What the exercise asks = Can you rewrite the rows below, putting "mark" wherever "set a pin on" occurs and changing nothing else?

━━━━━━━━━━━━━━━━

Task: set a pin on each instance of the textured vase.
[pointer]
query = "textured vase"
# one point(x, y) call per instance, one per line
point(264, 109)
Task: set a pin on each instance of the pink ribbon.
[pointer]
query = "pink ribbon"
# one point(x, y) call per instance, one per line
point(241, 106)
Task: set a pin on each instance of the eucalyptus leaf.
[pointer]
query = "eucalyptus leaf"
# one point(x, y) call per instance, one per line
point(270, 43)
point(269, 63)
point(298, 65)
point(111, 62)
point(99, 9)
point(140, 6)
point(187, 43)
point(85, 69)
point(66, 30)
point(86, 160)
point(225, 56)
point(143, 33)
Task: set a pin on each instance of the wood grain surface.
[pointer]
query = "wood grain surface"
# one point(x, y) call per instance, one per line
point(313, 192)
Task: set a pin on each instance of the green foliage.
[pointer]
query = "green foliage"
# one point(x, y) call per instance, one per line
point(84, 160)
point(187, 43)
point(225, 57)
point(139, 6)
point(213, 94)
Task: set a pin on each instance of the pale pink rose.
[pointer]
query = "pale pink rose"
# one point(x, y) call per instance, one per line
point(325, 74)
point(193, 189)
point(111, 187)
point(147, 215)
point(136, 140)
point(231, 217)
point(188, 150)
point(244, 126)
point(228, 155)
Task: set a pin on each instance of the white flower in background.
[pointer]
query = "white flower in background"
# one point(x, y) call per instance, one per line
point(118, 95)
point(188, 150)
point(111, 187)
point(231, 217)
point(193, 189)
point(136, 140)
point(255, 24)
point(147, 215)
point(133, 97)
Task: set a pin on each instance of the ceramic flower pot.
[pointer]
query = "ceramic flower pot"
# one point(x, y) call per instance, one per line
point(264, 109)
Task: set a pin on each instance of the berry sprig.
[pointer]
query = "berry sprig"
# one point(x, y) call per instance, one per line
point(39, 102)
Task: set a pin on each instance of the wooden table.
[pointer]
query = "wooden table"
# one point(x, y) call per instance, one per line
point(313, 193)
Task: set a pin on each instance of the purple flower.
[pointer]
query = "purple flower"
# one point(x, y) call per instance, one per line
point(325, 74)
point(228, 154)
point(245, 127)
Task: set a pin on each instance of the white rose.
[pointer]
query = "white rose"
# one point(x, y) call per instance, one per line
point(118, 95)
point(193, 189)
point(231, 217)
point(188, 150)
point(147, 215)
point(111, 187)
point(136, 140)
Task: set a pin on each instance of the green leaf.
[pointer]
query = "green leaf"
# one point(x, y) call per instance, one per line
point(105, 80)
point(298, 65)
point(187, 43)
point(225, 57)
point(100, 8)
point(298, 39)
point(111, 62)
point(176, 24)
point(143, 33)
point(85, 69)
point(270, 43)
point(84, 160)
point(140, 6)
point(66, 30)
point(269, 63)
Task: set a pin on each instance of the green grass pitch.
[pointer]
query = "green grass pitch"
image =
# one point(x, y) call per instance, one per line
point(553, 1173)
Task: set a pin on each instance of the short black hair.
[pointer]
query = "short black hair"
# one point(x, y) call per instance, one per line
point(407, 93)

━━━━━━━━━━━━━━━━

Written response =
Task: mark each instance of the textured vase.
[pointer]
query = "textured vase"
# one point(x, y) call per instance, one per line
point(264, 109)
Task: mark each instance of the pink ribbon.
[pointer]
query = "pink ribbon"
# one point(x, y) call per instance, one per line
point(241, 106)
Task: mark each instance of the eucalyptus leaf.
[pointer]
query = "eucalyptus leaf"
# one point(x, y) call per instance, one per line
point(270, 43)
point(269, 63)
point(298, 65)
point(111, 62)
point(99, 9)
point(140, 6)
point(187, 43)
point(85, 69)
point(66, 30)
point(86, 160)
point(225, 56)
point(143, 33)
Task: mark each instance of the wood grain surface.
[pointer]
query = "wood grain surface"
# one point(x, y) call per instance, one per line
point(313, 192)
Task: mark each instance of the green foliage.
[pointer]
query = "green foliage"
# one point(x, y) call per instance, one per line
point(84, 160)
point(187, 43)
point(225, 57)
point(139, 6)
point(213, 94)
Task: mark each instance of the pale pink rose.
[pointer]
query = "pale pink rose"
# one point(x, y) call per instance, one per line
point(325, 74)
point(193, 189)
point(111, 187)
point(147, 215)
point(136, 140)
point(231, 217)
point(188, 150)
point(244, 126)
point(228, 155)
Task: mark each instance of the white flower in background.
[pointer]
query = "white flower in background"
# one point(x, y) call per instance, one per line
point(118, 95)
point(188, 150)
point(111, 187)
point(231, 217)
point(193, 189)
point(136, 140)
point(255, 24)
point(147, 215)
point(133, 97)
Task: mark each instance of the ceramic flower pot.
[pointer]
query = "ceramic flower pot"
# one point(x, y) call per instance, one per line
point(264, 109)
Task: mark each instance of the berry sprig.
[pointer]
query = "berry sprig"
# one point(x, y) call per instance, one per line
point(39, 102)
Task: mark each instance of the wooden table.
[pointer]
query = "wooden table"
# one point(x, y) call per instance, one per line
point(313, 193)
Task: mark each instance of the purple flower.
[pointer]
query = "purple flower"
# one point(x, y) call per instance, one per line
point(325, 74)
point(228, 154)
point(245, 127)
Task: mark each instance of the white rose.
[pointer]
query = "white rose"
# one point(x, y) call per instance, one per line
point(118, 95)
point(193, 189)
point(231, 217)
point(188, 150)
point(147, 215)
point(111, 187)
point(136, 140)
Task: mark each instance of the green leaf.
[pointer]
query = "green leaf"
# one point(x, y) call per instance, one per line
point(105, 80)
point(298, 65)
point(187, 43)
point(225, 57)
point(100, 8)
point(298, 39)
point(111, 62)
point(176, 24)
point(143, 33)
point(85, 69)
point(270, 43)
point(84, 160)
point(140, 6)
point(66, 30)
point(269, 63)
Task: mark each instance of the green grass pitch.
[pointer]
query = "green grass pitch"
image =
# one point(x, y) call per instance, one per line
point(553, 1173)
Task: mark each instance of the short black hair.
[pointer]
query = "short black hair"
# one point(x, y) call per instance, one per line
point(407, 93)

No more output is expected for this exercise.